New spaces for lower averages

As schools across the pro-vince scramble to find spaces to admit qualified applicants, the University of Calgary is making space for high school students with lower grades.

At his annual report to the community, president Dr. Harvey Weingarten announced the U of C plans to allot 1,000 spaces at the proposed urban campus to “gateway students” with lower grades who might not otherwise make it into university.

“There are students with marks in the 74 to 76 per cent range–some higher–that aren’t getting into university,” explained U of C vice-president external relations Roman Cooney.

The new downtown campus will reserve 1,000 of its 2,500 spaces for students like these who are smart enough to succeed at university, but may not have the academic marks in high school required for admission, said Cooney, adding that some professional programs, such as nursing and medicine, will not be open to students with lower grades.

The new spaces will not take away from spots currently reserved for students with higher marks, assured Cooney, rather they will increase access for all students.

“We’re not going to change the policy for admission as a whole, that part of the urban campus is a separate thing,” said Cooney.

Cooney said he does not believe the 1,000 spaces for students with lower averages will discourage high school students from applying themselves to their studies.

Students’ Union vice-president academic Shannon O’Connor said she can understand why some students are upset with the announcement.

“It’s always a touchy issue when you set aside spaces for some students over others,” said O’Connor.

However, O’Connor believes that with an overall increase in spaces, the new spaces will benefit more students, without deterring the access of others. She also said it is positive that the university realizes grades shouldn’t be the only factor determining admissions.

“I’ve seen it personally when students in high school are young and not quite at the maturity level necessary for post-secondary education,” said O’Connor. “Hopefully by 18 or 19 they are mature enough to excel. There are many great leaders now who maybe did not excel in high school.”

Weingarten also announced in his address that the U of C is now seeking requests for proposals for the $235 million urban campus project.

The urban campus is a joint project between the U of C, the Calgary Board of Education, Bow Valley College, SAIT, Athabasca University and the University of Lethbridge. Though funding for the project has not yet been approved, the proposed location is behind City Hall.

Referring-expression pointing data

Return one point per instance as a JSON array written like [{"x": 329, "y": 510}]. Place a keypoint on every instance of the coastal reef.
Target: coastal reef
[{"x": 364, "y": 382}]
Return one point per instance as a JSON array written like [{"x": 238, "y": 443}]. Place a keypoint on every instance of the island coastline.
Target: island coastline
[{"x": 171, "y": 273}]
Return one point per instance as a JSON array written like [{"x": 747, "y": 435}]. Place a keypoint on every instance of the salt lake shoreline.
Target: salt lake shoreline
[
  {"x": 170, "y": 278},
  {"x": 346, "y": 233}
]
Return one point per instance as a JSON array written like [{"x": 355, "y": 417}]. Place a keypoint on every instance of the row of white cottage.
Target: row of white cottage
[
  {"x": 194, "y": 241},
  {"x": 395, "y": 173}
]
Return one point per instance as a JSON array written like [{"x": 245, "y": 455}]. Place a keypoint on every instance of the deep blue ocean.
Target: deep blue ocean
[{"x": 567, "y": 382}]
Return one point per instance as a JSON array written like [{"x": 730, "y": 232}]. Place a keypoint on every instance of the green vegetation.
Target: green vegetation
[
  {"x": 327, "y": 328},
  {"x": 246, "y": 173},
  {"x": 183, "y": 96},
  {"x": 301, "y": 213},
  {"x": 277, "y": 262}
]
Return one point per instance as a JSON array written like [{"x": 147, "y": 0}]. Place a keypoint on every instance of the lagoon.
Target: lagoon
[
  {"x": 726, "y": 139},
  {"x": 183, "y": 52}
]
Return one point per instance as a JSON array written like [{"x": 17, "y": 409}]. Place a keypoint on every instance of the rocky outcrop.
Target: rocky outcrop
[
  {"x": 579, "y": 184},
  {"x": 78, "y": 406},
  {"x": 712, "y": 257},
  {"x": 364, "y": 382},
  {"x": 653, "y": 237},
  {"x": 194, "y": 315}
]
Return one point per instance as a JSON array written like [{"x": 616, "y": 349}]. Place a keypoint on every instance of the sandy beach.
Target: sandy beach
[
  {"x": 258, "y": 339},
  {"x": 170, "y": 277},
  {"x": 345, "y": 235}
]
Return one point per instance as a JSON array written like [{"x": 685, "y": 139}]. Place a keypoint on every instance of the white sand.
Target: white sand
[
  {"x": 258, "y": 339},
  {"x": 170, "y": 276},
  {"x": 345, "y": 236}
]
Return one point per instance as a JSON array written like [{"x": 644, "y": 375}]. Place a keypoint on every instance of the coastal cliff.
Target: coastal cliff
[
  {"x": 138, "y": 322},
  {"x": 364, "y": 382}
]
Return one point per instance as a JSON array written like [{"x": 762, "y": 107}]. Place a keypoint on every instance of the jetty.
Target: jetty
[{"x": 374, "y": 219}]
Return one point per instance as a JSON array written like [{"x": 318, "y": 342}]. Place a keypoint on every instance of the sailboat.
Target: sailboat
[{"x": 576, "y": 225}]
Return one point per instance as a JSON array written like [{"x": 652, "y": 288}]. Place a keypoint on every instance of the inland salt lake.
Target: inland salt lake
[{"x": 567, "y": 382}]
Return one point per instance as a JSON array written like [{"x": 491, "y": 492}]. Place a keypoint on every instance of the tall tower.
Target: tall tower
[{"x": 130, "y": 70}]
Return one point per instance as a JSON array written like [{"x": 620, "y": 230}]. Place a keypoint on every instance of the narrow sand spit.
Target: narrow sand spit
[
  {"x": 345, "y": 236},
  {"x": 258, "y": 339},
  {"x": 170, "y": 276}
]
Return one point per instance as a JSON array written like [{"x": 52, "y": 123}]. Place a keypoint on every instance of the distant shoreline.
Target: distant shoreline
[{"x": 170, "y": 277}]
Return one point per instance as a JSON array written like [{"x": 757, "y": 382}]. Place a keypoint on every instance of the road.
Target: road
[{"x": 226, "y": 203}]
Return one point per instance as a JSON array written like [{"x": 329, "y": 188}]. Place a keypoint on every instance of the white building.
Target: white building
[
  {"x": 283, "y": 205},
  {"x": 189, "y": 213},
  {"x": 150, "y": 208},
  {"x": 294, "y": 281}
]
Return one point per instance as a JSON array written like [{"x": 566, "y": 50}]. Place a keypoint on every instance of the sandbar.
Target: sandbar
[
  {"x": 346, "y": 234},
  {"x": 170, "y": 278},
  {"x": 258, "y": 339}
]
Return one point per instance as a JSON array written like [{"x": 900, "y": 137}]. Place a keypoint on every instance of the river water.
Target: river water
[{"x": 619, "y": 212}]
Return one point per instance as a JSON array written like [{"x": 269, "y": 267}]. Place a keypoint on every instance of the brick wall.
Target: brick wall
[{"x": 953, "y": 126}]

§ **WHAT NEEDS TO BE DONE**
Please answer these questions using the article on University of Calgary admissions, numbering each answer to match.
1. How many spaces in total will the new downtown campus have?
2. What dollar figure is given for the urban campus project?
3. Where is the urban campus proposed to be located?

§ **TASK ANSWER**
1. 2,500
2. $235 million
3. Behind City Hall